> **Material shown**
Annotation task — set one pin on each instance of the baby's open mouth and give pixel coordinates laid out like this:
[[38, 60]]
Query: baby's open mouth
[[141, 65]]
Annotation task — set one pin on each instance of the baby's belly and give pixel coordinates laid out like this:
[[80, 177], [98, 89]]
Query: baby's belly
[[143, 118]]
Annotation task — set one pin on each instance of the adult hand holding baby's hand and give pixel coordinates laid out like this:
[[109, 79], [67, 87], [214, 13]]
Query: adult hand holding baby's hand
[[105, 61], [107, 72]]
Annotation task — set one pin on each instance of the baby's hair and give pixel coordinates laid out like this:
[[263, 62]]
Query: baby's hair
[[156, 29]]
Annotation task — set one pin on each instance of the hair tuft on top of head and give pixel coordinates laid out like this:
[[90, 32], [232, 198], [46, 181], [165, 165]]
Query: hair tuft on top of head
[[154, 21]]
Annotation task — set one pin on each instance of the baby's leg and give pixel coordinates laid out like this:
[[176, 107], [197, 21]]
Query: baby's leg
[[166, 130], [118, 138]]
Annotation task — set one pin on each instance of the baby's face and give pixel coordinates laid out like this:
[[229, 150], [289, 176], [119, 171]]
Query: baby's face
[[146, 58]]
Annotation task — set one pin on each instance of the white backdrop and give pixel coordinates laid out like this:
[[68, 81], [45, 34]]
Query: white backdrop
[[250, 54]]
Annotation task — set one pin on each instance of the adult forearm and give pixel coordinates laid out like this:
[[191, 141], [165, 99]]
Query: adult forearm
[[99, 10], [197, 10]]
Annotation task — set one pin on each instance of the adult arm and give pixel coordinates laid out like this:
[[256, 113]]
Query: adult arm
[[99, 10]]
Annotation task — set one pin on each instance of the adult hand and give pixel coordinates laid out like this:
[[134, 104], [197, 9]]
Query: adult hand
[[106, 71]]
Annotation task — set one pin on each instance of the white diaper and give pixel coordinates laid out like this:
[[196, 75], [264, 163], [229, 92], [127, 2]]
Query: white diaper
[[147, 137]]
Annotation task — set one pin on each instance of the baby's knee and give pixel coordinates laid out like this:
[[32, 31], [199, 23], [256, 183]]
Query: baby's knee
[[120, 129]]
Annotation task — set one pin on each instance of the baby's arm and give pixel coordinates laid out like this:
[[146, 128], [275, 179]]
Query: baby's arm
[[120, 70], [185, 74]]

> **Set exercise**
Copy out exactly the lines from the line with "the adult arm" to the end of the listing, including both of those lines, and give nothing else.

> **Solution to the problem**
Annotation task — set one pin on each instance of the adult arm and give pixel coordinates laid out like this:
[[256, 113]]
Query: adult arm
[[99, 10]]
Annotation task — set one pin on each instance of the adult hand and give pixel coordinates laid out like this:
[[134, 104], [197, 9]]
Query: adult hand
[[106, 71]]
Annotation task — set one pin on each instance of the white diaper and give pixel coordinates laid out like this:
[[196, 75], [264, 163], [229, 92], [127, 2]]
Query: white diaper
[[147, 137]]
Annotation task — set one pin on each instance of the baby's knee and give pixel coordinates laid out like this:
[[32, 31], [199, 23], [256, 183]]
Query: baby's knee
[[120, 129]]
Annotation task — set one pin on each instance of the baby's arm and give pixel coordinates laid out like this:
[[146, 128], [275, 179]]
Query: baby's arm
[[120, 70], [185, 74]]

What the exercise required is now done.